WORK TO BE COMPLETED »
Could you write out the records again, starting at the line that contains "For every instance of the yellow" and ending at the last one, swapping "thickest" for "widest" and keeping everything else the same?
** start RECORDS FOR THIS TASK **
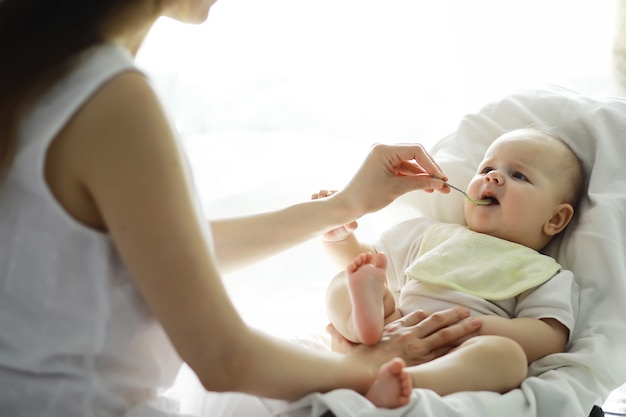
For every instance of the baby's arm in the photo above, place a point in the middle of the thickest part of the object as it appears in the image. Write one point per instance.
(538, 337)
(341, 244)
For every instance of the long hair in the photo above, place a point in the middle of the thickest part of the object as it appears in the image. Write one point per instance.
(38, 39)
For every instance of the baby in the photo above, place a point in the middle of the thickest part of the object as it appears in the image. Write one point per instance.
(493, 266)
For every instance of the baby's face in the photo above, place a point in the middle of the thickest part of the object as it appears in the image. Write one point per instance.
(520, 175)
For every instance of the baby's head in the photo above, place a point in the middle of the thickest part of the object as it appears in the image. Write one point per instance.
(534, 180)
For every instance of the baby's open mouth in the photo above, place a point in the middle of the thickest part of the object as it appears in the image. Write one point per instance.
(492, 199)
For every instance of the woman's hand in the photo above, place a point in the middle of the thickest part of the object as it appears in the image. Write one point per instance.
(417, 337)
(388, 172)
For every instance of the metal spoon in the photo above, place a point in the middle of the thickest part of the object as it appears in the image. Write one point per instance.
(484, 202)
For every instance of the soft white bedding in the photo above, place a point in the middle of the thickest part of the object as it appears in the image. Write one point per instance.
(594, 248)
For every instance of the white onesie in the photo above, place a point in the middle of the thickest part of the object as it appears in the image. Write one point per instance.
(556, 298)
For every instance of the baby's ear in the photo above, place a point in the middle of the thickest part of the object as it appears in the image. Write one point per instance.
(561, 217)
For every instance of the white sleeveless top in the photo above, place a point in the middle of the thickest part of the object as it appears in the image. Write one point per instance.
(76, 339)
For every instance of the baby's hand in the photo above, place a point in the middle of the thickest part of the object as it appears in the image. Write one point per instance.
(340, 233)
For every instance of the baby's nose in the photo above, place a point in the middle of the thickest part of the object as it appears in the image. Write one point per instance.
(493, 176)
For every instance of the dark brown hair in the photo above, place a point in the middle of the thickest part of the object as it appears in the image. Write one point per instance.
(38, 39)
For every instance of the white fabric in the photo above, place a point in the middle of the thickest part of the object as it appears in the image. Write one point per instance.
(76, 339)
(594, 248)
(558, 298)
(482, 265)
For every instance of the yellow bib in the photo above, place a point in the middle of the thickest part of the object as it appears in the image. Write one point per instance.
(453, 256)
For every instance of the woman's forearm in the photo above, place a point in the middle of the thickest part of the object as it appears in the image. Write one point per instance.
(244, 240)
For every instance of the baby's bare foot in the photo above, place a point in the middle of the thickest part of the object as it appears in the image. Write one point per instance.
** end RECORDS FOR THIS TASK **
FINISHED TASK »
For every instance of the yellow bib in the photo above, place a point in the middle of the widest part of the object as it appears in the image. Write one point per instance.
(453, 256)
For every instance of the woman's forearm in the photo above, place a point in the middle of the widest part of the object as it appears in the image. Write one point per instance.
(244, 240)
For every instance of the baby's bare foot in the photo above, place a point in the middle of the widest part of the object as it appears in the image. Write one point per instance.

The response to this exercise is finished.